● SELECTED PASSAGE
--------------------------------------------------

Living-with-machines / TargetedSenseDisambiguation

Repository for the work on Targeted Sense Disambiguation
MIT License
1 stars 0 forks source link

check if there is a bug in binarize/quotation filtering related to the time filter #112

Closed kasparvonbeelen closed 3 years ago

kasparvonbeelen commented 3 years ago

in binarize for sense 'machine_nn01-38475835'

start=1700, end=1920

results in no quotations

start=1700, end=1950

results in 144 quotations

start=1760, end=1950

results in 120 quotations?

kasparvonbeelen commented 3 years ago

maybe time filter for train set should only apply to the life span of the senses and test set to when quotations are written?

mcollardanuy commented 3 years ago

Do you want me to have a look at this @kasparvonbeelen?

kasparvonbeelen commented 3 years ago

Yes, I was planning to. I think I know what the bug is, but need to have a look. The solution may be trickier, but maybe we can have a chat about this once if find out what is going wrong?

mcollardanuy commented 3 years ago

Ah, great, sure! Let me know if I can help.

kasparvonbeelen commented 3 years ago

No bug as far as I can. Just the number of negative examples varies a lot depending on the selected date range. I did change the binarize function, will report this in #125 .

--------------------------------------------------

● TASK REQUIREMENTS
Reproduce the time-filter issue thread above from "results in no" up to and including "quotations are written?".

Point annotation dataset records

--------------------------------------------------

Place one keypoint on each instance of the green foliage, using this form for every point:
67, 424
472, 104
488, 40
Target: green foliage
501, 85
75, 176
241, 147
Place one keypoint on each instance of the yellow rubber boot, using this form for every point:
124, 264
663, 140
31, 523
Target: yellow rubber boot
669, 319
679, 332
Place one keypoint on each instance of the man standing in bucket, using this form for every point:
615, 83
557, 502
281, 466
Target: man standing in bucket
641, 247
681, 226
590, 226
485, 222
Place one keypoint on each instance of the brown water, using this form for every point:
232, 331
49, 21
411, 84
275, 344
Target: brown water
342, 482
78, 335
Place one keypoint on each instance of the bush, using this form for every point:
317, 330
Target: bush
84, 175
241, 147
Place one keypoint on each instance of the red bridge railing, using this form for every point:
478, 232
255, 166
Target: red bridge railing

--------------------------------------------------

● SOLUTION TO THE PROBLEM
results in no quotations

start=1700, end=1950

results in 144 quotations

start=1760, end=1950

results in 120 quotations?

kasparvonbeelen commented 3 years ago

maybe time filter for train set should only apply to the life span of the senses and test set to when quotations are written?